[REQUIREMENT]: Can you copy out, word for word, only the lines below that start with the one containing "Where can the seated" and run through the final line?

[ENTRIES PROVIDED]:

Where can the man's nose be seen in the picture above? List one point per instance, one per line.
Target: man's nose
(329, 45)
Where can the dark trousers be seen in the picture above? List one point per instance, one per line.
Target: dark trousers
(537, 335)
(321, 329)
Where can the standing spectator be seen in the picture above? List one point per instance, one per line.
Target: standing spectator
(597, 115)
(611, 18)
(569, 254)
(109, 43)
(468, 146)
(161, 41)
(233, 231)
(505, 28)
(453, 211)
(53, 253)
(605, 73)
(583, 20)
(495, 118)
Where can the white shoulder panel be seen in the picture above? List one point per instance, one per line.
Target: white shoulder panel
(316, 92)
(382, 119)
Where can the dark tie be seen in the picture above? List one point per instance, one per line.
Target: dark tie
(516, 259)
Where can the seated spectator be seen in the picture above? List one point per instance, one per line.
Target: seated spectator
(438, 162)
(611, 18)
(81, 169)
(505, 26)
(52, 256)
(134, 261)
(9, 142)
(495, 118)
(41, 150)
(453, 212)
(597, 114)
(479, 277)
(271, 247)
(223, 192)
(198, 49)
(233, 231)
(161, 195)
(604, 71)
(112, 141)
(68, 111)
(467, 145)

[TASK ANSWER]:
Where can the seated spectator be seen in the picture above? List one point per instance, one per line.
Target: seated spectator
(438, 162)
(611, 18)
(81, 169)
(505, 26)
(52, 256)
(134, 261)
(9, 142)
(495, 118)
(41, 150)
(453, 212)
(597, 114)
(479, 277)
(271, 247)
(223, 192)
(198, 49)
(233, 231)
(161, 195)
(604, 71)
(112, 141)
(68, 111)
(467, 145)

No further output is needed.